▸ **The request**:
Copy out all of the material below word for word, changing nothing.
━━━━━━━━
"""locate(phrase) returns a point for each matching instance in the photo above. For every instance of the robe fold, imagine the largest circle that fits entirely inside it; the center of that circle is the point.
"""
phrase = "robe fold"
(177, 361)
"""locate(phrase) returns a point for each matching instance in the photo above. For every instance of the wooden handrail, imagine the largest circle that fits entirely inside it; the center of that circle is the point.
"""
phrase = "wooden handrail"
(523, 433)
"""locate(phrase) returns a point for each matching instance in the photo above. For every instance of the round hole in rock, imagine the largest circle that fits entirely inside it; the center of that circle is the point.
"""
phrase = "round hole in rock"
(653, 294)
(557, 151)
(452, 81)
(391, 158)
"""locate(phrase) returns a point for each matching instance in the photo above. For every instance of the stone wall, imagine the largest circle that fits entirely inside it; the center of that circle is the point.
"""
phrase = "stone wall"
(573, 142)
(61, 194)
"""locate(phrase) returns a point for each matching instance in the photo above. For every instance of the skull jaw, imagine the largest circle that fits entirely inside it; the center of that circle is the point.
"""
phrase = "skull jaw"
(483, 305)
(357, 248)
━━━━━━━━
▸ **Solution for this task**:
"""locate(phrase) returns a point for each matching instance in the photo above. For every instance of the robe fold, imagine the largest circle that fits entirely inside it; the center of that circle is the point.
"""
phrase = "robe fold"
(177, 361)
"""locate(phrase) returns a point for each matching instance in the photo above. For every instance of the wooden handrail, imagine the largest circle that fits entirely inside it; the center of that circle is the point.
"""
phrase = "wooden handrail"
(523, 433)
"""locate(phrase) returns a point for each matching instance in the photo above. For every instance of the round hole in rock, imagine the largest circle that fits entirely inside it; the center of that circle is the point.
"""
phrase = "round hole in rock"
(653, 294)
(557, 151)
(452, 81)
(391, 158)
"""locate(phrase) returns a point for each matching instance in the photo above. For every instance of the stone wall, imagine the largest circle that fits entirely inside it; the center of that circle is the point.
"""
phrase = "stone wall"
(573, 142)
(61, 194)
"""locate(phrase) returns a point for each matching instance in the photo above. For every instance of the skull jaw, imagine the largest circle that fits entirely inside it; the center of that circle is the point.
"""
phrase = "skull jaw"
(483, 305)
(357, 248)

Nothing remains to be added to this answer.